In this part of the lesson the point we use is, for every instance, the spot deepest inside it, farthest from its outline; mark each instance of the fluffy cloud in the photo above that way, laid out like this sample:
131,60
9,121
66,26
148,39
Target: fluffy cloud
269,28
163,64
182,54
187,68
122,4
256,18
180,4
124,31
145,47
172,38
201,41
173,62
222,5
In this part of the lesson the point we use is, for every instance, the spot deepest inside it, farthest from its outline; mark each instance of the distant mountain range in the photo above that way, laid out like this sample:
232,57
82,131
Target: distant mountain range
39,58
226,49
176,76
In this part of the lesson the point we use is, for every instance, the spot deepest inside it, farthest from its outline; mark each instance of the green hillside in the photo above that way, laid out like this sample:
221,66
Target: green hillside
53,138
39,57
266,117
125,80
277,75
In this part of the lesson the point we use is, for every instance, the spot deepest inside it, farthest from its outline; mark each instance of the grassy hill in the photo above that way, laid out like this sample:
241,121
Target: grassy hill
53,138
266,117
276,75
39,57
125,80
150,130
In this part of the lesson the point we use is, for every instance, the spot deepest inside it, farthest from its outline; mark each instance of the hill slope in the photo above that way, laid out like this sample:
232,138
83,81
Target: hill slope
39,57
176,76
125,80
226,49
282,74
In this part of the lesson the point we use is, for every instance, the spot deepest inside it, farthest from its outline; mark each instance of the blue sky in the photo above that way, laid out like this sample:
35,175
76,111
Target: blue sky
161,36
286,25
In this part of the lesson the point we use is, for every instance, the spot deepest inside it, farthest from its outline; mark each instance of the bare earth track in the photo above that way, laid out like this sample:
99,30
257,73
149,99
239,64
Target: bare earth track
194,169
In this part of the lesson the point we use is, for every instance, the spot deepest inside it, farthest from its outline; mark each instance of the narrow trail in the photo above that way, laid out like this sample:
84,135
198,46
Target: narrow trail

*****

→ **TASK ITEM**: Would you output the entire listing exactly as written?

→ **TASK ANSWER**:
In this part of the lesson the point we use is, for every instance, the spot deepest inside it, farthest from its outline; mark each instance of the fluffy cloud in the photo above that way, laid out like this sample:
131,60
9,121
66,26
148,39
Target: fluffy cloud
269,28
163,64
182,54
187,68
122,4
256,18
180,4
124,31
145,47
172,38
201,41
173,62
222,5
In this part of the lesson the point we use is, for every instance, the spot deepest inside it, farthest from its outline; mark each instance of the distant mountain range in the photo above that way, laid out like this sample:
232,57
82,131
Target: distant mountain range
39,58
226,49
176,76
In this part of the lesson the point we use is, for every instance, the spot deepest inside it, farthest from its outline; mark each instance of the green hillside in the photo above that way, laid out like this sample:
221,66
Target: green hillside
53,138
39,57
266,117
125,80
277,75
In this part of the lesson the point we use is, for every instance, the spot deepest inside it, farthest from its outline; mark each instance of the grassy hill in the photo above that way, laid out like this sample:
241,121
Target: grassy hill
53,138
266,117
276,75
39,57
125,80
150,130
In this part of the lesson the point we use is, for every instance, the spot deepest inside it, farthest from its outline; mark each instance of the hill slope in the photo above that way, laid out like this sample:
232,138
83,81
Target: hill slope
39,57
176,76
125,80
226,49
282,74
In this part of the lesson the point we use is, for every instance, the spot deepest inside it, farthest from its outline; mark each instance of the blue sky in the photo above that way, laid out like this sample:
35,175
76,111
Target: blue sky
161,36
286,25
In this part of the lesson the point we use is, for every instance, the spot deepest inside it, farthest from its outline; mark each instance of the bare earth track in the photo above that way, laid out like this sample:
99,30
257,73
149,99
239,64
Target: bare earth track
194,169
In this part of the lesson the point we use is, for every instance, the spot deepest inside it, farthest from its outline; mark each instance of the narrow trail in the photo above that way, laid out like this sample:
84,135
198,46
Target: narrow trail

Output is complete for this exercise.